• _DIRECTIVE_
Please give the entries again in full and exactly, without any picture.

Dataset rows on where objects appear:
++++++++++++++++++++

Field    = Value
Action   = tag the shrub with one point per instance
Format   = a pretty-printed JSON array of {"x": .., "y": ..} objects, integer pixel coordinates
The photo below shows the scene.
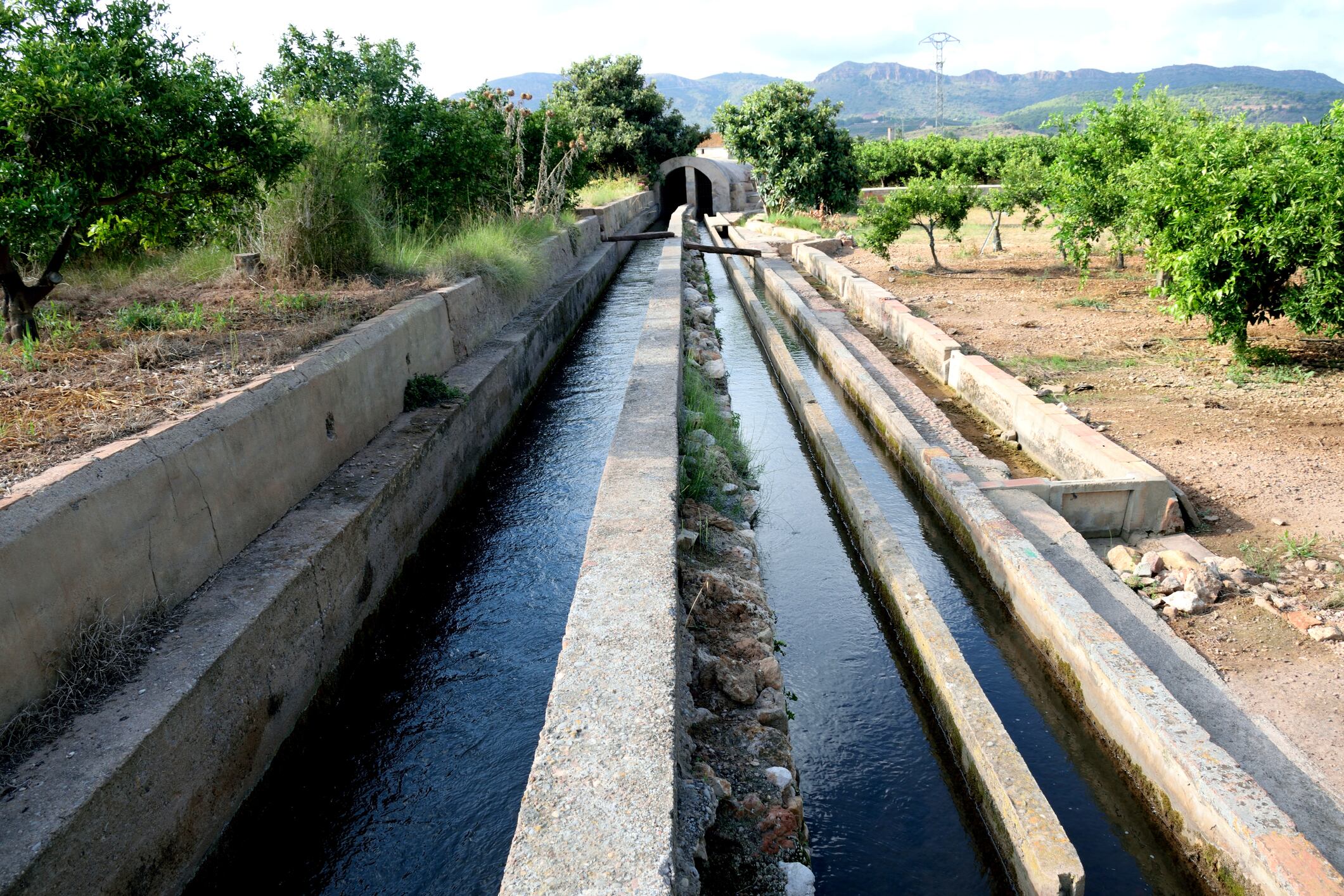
[
  {"x": 929, "y": 203},
  {"x": 608, "y": 189},
  {"x": 110, "y": 128},
  {"x": 165, "y": 316},
  {"x": 425, "y": 390},
  {"x": 628, "y": 124},
  {"x": 327, "y": 215}
]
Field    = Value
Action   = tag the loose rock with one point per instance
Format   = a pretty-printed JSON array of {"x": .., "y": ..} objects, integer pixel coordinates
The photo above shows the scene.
[
  {"x": 1123, "y": 558},
  {"x": 779, "y": 776},
  {"x": 1186, "y": 602}
]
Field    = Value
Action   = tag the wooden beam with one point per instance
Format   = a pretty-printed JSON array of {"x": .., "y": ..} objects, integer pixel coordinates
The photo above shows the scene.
[
  {"x": 624, "y": 238},
  {"x": 722, "y": 250}
]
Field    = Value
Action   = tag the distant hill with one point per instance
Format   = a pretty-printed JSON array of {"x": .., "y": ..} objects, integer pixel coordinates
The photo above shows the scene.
[{"x": 886, "y": 94}]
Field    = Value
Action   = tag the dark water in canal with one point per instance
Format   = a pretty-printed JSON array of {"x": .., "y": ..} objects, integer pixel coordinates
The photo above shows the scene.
[
  {"x": 886, "y": 807},
  {"x": 406, "y": 774}
]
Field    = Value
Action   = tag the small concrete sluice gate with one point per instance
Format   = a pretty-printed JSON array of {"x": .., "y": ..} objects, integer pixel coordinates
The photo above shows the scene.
[{"x": 690, "y": 591}]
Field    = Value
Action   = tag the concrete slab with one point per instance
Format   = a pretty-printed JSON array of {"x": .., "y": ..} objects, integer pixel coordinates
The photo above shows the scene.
[
  {"x": 132, "y": 796},
  {"x": 1195, "y": 786},
  {"x": 600, "y": 808},
  {"x": 1020, "y": 820}
]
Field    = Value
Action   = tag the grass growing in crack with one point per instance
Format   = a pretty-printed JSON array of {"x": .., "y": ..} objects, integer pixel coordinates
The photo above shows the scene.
[
  {"x": 1302, "y": 548},
  {"x": 104, "y": 655},
  {"x": 699, "y": 477},
  {"x": 601, "y": 191},
  {"x": 164, "y": 316},
  {"x": 1261, "y": 559},
  {"x": 1100, "y": 304},
  {"x": 425, "y": 390},
  {"x": 1049, "y": 366}
]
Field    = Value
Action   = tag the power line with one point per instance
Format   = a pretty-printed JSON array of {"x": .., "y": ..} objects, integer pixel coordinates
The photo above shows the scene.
[{"x": 938, "y": 39}]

++++++++++++++++++++

• _EXPECTED OUTPUT_
Field    = Value
Action   = tag the shrub with one point per instance
Format   = a pretty-printed JSON array of {"x": .., "y": ..} objects, integer pixel coordinates
The photo below shows the scene.
[
  {"x": 929, "y": 203},
  {"x": 608, "y": 189},
  {"x": 110, "y": 128},
  {"x": 165, "y": 316},
  {"x": 425, "y": 390},
  {"x": 628, "y": 124},
  {"x": 327, "y": 215}
]
Field    = Value
Action   = tag the loose rock with one point per instance
Format   = a pretty-printed JSON array of {"x": .., "y": ..} objects, integer pixel coordinates
The photo above shows the scene.
[
  {"x": 1123, "y": 558},
  {"x": 779, "y": 776},
  {"x": 1186, "y": 602}
]
Field    = Value
Action   = tag the wooden beam with one point per instance
Format   = a pretty-printed JSON array of {"x": .., "y": ..} objects, integer pixel coordinates
The photo above shows the scene.
[
  {"x": 624, "y": 238},
  {"x": 722, "y": 250}
]
Field    = Value
Action   = tag the distant hill with one point per instance
Format   = a pretty-printed JSON array of {"x": .., "y": ..} objects, integer pixel coordinates
The photo above shows the scene.
[{"x": 886, "y": 94}]
Field    = Value
Action   = tag the dark water in canal with one point per instance
Format   = a pretty-printed JSON array of {"x": .., "y": ..} objects, integer pixel coordinates
The photo above shows the scene.
[
  {"x": 886, "y": 807},
  {"x": 406, "y": 774}
]
Field    = Value
Action   = tag the small concrete sluice gate with one point per instance
Format   = a pretty-printed JSON array of {"x": .., "y": ..} objects, integer pixel coordinates
The photo above shows the scene.
[{"x": 690, "y": 591}]
Field    = Value
Action   = tag the concrete slab with one point per instance
Format   = a pretty-printed JSON array of {"x": .., "y": ..} objects, integer pixel coordinates
The photo above shows the scene.
[
  {"x": 132, "y": 796},
  {"x": 1195, "y": 786},
  {"x": 600, "y": 808},
  {"x": 1020, "y": 820}
]
Field    = Value
Action   = tag the grass growing in crack with one point per instance
Format   = a pretty-printed JSON array of {"x": .., "y": ..} objects, integer pixel coordinates
The photo above shows the scene.
[
  {"x": 1302, "y": 548},
  {"x": 104, "y": 655},
  {"x": 699, "y": 477},
  {"x": 601, "y": 191},
  {"x": 164, "y": 316},
  {"x": 1261, "y": 559},
  {"x": 1100, "y": 304},
  {"x": 425, "y": 390},
  {"x": 1049, "y": 366}
]
Field    = Value
Action   = tag the power line with one point per instance
Format   = a pretty-printed JSON array of {"x": .., "y": ..} objects, integer pixel coordinates
The photo above shows the scene.
[{"x": 938, "y": 39}]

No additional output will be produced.